[Dataset records]
◆ ◆ ◆ ◆

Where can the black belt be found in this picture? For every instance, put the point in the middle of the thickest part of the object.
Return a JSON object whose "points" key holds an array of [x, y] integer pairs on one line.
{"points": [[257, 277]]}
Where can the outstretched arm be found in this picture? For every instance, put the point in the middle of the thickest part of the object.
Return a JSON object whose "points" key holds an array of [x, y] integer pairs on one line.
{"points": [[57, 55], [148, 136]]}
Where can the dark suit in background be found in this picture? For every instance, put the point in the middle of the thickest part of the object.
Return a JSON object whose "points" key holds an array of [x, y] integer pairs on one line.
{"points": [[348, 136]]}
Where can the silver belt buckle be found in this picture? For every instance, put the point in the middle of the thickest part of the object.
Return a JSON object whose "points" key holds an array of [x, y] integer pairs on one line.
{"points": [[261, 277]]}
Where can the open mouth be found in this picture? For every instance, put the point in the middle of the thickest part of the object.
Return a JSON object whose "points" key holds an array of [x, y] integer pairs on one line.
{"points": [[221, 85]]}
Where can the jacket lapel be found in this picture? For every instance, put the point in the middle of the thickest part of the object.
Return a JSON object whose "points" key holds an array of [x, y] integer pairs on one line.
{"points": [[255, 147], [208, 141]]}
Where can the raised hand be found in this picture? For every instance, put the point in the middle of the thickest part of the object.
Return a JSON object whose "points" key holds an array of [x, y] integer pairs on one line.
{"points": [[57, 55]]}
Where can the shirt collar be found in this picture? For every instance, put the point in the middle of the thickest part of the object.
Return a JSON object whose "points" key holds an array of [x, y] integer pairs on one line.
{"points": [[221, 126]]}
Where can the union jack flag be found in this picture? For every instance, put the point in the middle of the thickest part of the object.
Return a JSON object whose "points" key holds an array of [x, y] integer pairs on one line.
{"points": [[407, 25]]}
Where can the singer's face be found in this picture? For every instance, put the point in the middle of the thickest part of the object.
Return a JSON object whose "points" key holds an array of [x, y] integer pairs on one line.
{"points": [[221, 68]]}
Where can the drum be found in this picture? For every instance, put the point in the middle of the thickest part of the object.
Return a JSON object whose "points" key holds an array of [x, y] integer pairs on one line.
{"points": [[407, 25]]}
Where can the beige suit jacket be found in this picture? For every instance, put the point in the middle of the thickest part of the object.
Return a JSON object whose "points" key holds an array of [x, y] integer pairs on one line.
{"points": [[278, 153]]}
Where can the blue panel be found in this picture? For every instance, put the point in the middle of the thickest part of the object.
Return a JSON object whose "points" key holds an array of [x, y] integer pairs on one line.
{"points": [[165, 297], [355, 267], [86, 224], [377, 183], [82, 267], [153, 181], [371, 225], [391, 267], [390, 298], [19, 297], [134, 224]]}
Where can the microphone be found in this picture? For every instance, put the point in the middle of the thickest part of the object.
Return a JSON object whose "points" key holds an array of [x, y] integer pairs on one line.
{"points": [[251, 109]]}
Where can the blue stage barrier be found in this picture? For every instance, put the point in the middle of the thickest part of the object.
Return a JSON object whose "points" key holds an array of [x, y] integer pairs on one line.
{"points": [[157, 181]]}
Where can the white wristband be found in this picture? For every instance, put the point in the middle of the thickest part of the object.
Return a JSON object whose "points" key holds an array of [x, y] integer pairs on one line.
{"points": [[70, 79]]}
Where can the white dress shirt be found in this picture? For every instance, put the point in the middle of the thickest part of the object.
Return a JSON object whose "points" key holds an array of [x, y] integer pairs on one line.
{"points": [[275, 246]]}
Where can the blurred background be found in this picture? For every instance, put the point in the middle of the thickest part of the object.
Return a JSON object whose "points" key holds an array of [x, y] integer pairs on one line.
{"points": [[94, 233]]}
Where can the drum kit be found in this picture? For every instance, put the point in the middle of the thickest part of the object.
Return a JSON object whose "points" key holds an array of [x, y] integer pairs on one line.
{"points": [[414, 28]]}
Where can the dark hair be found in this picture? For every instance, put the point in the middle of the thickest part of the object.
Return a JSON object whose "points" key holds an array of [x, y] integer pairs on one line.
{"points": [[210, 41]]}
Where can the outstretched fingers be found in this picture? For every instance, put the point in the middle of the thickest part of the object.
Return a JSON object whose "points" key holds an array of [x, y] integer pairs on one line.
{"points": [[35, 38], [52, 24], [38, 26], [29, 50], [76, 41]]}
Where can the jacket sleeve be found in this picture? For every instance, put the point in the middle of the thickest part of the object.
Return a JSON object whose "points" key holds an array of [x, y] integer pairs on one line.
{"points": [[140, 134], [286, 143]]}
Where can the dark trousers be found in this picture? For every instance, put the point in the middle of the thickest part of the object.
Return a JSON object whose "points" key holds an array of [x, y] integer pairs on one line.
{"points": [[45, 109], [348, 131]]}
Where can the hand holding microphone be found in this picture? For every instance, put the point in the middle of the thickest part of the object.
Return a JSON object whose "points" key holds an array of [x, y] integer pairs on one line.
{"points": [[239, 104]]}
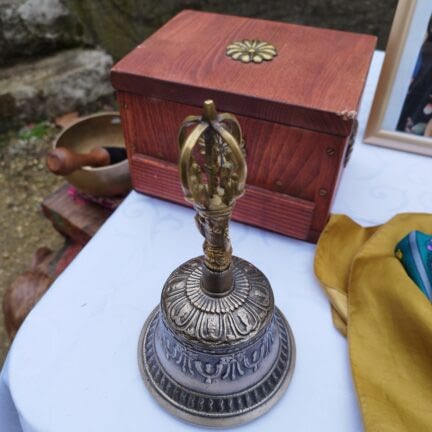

◆ ◆ ◆ ◆

▸ Task directions
Every line in the data above that contains "outstretched" needs to be copied.

▸ Solution to this exercise
Where can the outstretched arm be found in this picture? For every instance, put the point in the middle of the thickest part of the object.
Where can the outstretched fingers be found in this picture? For every instance, put the point in the middle of the thickest part of the object.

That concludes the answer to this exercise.